Text passage below:

I watch as she talks on the phone while cooking dinner, wrangling a two-year old and doing dishes as she goes, all the while referring to paperwork as she tries to give answers to lawyers about a complex estate mediation case.
She somehow manages to pull it all off. I would like to say she does it with ease, but that’s not true. It’s a struggle, I can see that, but she does it admirably. It’s difficult to not be in awe of her prowess as she juggles multiple tasks.
When it comes to what I thought was ‘multitasking’, she puts me to shame.
And yet, a new study, published in PLOS One, shows women are actually no better at multitasking than men.
As reported in The Conversation, the study tested whether women were better at switching between tasks and juggling multiple tasks at the same time. The results showed women’s brains are no more efficient at either of these activities than men’s.
Do I dare tell her that she’s no better than me at multitasking? Not likely. Can you imagine how she’d chide me for making such a statement?
And yet that’s not true either, say study authors Patricia Hirsch, Iring Koch and Julia Karbach. No one is actually good at multitasking. Women simply work more than men.
“Multitasking is the act of performing several independent tasks within a short time. It requires rapidly and frequently switching attention from one task to another, increasing the cognitive demand, compared to completing single tasks in sequence,” writes Leah Ruppanner an Associate Professor in Sociology and co-director of The Policy Lab, University of Melbourne.
“This study builds on an existing body of research showing human brains cannot manage multiple activities at once. Particularly when two tasks are similar, they compete to use the same part of the brain, which makes multitasking very difficult.
“But human brains are good at switching between activities quickly, which makes people feel like they’re multitasking. The brain, however, is working on one project at a time.”
German researchers compared the abilities of 48 men and 48 women in identifying letters and numbers. In some tests, participants were required to pay attention to two tasks at once, while in others they needed to switch attention between tasks.
When reaction time and accuracy for the multitasking experiments was measured against performing one task only, they found substantially reduced speed and accuracy when multitasking for both men and women, with no difference between the two.
So the belief that women are better at multitasking and therefore able to do more work is a myth.
“Public opinion persists that women have a biological edge as super-efficient multitaskers. But, as this study shows, this myth is not supported by evidence,” writes Assoc. Prof Ruppanner.
“This means the extra family work women perform is just that – extra work. And we need to see it as such.”
She goes on to say that busting this myth should influence workplace, household and government policy.
“As well as in the home, we need to dismantle these myths in the workplace. The assumption women are better multitaskers can influence the allocation of administrative tasks. Tasks like taking minutes and organising meetings should not be allocated based on gender,” she writes.
“Women need affordable, high-quality, and widely available childcare. Men also need access to flexible work, parental leave and childcare to share in this labour, and protections to ensure they aren’t penalised for taking time to share in the care.
“Debunking these myths that expect women to be superheroes is a good thing, but we need to go further and create policy environments where gender equality can thrive.”
Did this research take you by surprise? Do you think women simply work more than men? How do you divide tasks in your household? Do you feel you have a fair and equitable share of household and work duties?

End of Text passage.
Provided records below:

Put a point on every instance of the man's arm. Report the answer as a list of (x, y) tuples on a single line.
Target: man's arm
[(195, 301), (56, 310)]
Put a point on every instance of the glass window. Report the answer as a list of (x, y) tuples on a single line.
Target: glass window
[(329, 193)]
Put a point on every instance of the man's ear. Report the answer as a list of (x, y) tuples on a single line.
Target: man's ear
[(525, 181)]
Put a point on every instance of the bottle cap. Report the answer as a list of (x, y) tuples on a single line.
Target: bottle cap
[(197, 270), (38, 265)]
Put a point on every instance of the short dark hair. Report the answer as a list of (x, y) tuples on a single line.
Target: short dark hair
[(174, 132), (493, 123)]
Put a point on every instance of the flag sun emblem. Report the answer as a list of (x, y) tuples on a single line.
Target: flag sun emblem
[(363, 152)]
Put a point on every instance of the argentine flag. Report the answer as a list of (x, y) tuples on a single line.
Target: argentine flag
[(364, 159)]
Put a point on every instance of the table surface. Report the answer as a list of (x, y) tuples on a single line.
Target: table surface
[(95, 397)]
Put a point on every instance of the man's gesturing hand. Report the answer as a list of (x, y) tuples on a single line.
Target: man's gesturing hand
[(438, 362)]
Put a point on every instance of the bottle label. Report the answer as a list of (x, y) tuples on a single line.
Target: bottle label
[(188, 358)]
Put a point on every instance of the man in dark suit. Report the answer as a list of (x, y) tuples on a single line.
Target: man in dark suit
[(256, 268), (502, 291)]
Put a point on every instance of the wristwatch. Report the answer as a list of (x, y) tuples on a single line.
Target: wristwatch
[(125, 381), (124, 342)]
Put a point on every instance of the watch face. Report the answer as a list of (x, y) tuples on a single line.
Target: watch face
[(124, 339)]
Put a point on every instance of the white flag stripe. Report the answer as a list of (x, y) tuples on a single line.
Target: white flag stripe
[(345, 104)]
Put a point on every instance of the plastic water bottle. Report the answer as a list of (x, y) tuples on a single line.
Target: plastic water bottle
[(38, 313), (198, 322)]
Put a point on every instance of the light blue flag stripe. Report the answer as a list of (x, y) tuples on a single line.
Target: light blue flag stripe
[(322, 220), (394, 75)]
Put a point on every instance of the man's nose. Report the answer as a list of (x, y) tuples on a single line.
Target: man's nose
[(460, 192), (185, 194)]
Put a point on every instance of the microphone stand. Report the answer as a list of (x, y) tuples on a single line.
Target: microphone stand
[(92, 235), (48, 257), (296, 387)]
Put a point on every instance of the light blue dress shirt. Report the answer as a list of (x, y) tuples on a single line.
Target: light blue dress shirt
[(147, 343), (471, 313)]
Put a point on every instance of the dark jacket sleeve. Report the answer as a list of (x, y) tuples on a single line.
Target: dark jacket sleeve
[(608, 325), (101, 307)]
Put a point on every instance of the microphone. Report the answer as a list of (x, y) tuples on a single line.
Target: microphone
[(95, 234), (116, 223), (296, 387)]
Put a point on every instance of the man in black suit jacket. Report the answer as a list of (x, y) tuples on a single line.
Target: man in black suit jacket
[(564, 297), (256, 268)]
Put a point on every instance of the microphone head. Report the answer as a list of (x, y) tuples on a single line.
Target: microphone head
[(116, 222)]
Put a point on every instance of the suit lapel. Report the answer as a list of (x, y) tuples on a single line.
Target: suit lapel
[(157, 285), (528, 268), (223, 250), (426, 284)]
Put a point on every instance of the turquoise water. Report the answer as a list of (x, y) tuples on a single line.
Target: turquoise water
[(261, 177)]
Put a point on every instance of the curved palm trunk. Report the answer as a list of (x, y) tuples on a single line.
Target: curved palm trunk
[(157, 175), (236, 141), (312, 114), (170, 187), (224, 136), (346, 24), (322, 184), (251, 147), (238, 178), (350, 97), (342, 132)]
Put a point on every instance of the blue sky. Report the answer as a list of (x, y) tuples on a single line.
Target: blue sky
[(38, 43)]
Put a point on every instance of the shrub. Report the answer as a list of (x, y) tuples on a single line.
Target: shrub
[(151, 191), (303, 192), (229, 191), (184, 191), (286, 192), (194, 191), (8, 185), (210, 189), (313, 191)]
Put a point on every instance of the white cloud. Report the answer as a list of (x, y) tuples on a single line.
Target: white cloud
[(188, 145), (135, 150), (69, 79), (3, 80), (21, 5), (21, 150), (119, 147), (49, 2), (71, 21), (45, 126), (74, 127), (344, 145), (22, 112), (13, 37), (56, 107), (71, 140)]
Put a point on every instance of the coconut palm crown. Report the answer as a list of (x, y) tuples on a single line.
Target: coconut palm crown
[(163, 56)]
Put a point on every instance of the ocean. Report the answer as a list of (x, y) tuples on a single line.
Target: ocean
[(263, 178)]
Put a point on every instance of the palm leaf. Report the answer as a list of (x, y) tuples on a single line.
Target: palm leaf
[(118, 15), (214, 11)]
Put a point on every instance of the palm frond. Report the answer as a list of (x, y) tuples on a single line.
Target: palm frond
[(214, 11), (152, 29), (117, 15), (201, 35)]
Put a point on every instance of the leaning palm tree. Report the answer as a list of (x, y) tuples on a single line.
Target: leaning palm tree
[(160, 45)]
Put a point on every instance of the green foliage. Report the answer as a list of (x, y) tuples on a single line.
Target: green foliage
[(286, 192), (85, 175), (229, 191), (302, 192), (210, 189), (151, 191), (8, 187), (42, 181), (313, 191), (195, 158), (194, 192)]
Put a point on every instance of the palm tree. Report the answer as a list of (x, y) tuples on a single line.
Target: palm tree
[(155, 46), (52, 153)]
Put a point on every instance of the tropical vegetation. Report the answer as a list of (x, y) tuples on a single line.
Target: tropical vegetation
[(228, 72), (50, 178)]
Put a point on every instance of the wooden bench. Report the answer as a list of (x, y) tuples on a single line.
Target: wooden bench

End of Provided records.

* Work request
Please answer these questions about the multitasking article:
(a) In which journal was the new study published?
(b) How many men and how many women did the German researchers compare?
(c) Which two tasks does Ruppanner say should not be allocated based on gender?

* Result
(a) PLOS One
(b) 48 men and 48 women
(c) Taking minutes and organizing meetings